## Your task
Please rewrite all of the lines below, requests included, offsetting each x and y coordinate in the answers by adding 55 to it. Leave the pictures out of your answer.

[Excerpts from a pointing dataset]
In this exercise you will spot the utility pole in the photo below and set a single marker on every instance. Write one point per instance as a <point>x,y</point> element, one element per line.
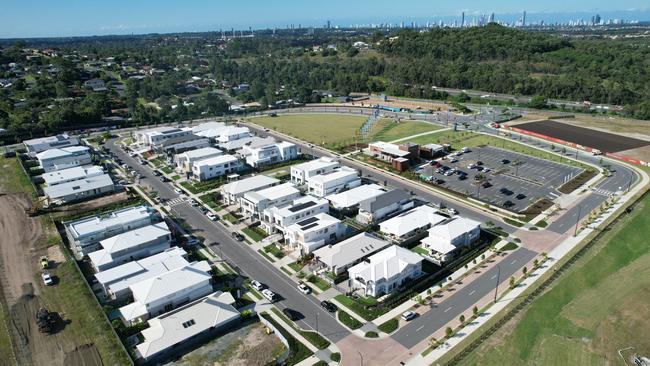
<point>575,232</point>
<point>496,287</point>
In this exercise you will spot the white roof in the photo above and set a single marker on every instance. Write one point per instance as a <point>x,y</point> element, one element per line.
<point>386,264</point>
<point>71,174</point>
<point>448,231</point>
<point>123,276</point>
<point>161,286</point>
<point>216,160</point>
<point>248,184</point>
<point>61,152</point>
<point>194,318</point>
<point>199,153</point>
<point>81,185</point>
<point>95,224</point>
<point>353,196</point>
<point>127,240</point>
<point>350,250</point>
<point>410,220</point>
<point>342,172</point>
<point>272,193</point>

## Solved problem
In this exercise you will spot the utility pole in the photo below and set a single marker on every instance. Write one point per instance as a <point>x,y</point> element, one element per line.
<point>630,287</point>
<point>551,342</point>
In this exercise you will spot the white roof in the photo above and set a single marker on every instance. Write one point per instance as a <point>x,y</point> element, one element per line.
<point>441,319</point>
<point>126,229</point>
<point>503,286</point>
<point>178,331</point>
<point>216,341</point>
<point>271,215</point>
<point>303,239</point>
<point>116,207</point>
<point>249,373</point>
<point>254,208</point>
<point>136,240</point>
<point>150,279</point>
<point>408,251</point>
<point>182,295</point>
<point>405,305</point>
<point>465,275</point>
<point>397,227</point>
<point>327,248</point>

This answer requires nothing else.